Give the number of lines in the data that hold the string "woman". Nothing else is needed.

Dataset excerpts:
-------------------------

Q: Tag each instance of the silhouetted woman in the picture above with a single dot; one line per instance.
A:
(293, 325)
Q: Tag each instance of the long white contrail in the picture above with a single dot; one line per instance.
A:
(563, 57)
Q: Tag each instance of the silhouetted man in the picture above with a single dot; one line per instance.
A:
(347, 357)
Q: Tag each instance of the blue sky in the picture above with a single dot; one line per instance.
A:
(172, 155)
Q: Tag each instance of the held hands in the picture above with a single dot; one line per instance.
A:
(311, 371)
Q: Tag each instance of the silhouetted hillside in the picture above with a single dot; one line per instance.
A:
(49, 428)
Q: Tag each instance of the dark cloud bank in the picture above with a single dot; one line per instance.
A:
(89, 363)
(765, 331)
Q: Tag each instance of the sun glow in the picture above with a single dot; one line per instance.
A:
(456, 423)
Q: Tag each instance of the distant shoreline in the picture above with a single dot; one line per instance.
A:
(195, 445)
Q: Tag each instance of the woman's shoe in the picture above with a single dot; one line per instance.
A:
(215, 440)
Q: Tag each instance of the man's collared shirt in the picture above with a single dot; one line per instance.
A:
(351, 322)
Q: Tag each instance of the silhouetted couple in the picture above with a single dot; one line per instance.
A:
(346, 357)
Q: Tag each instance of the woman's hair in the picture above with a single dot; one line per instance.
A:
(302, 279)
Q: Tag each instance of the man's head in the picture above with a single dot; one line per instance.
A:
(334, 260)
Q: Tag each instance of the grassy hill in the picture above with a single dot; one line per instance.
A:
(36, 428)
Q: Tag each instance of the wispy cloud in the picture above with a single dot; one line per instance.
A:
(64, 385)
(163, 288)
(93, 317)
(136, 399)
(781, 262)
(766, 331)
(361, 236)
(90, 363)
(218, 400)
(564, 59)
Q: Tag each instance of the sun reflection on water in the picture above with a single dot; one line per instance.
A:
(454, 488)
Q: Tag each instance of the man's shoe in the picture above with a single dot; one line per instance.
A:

-------------------------

Answer box: 3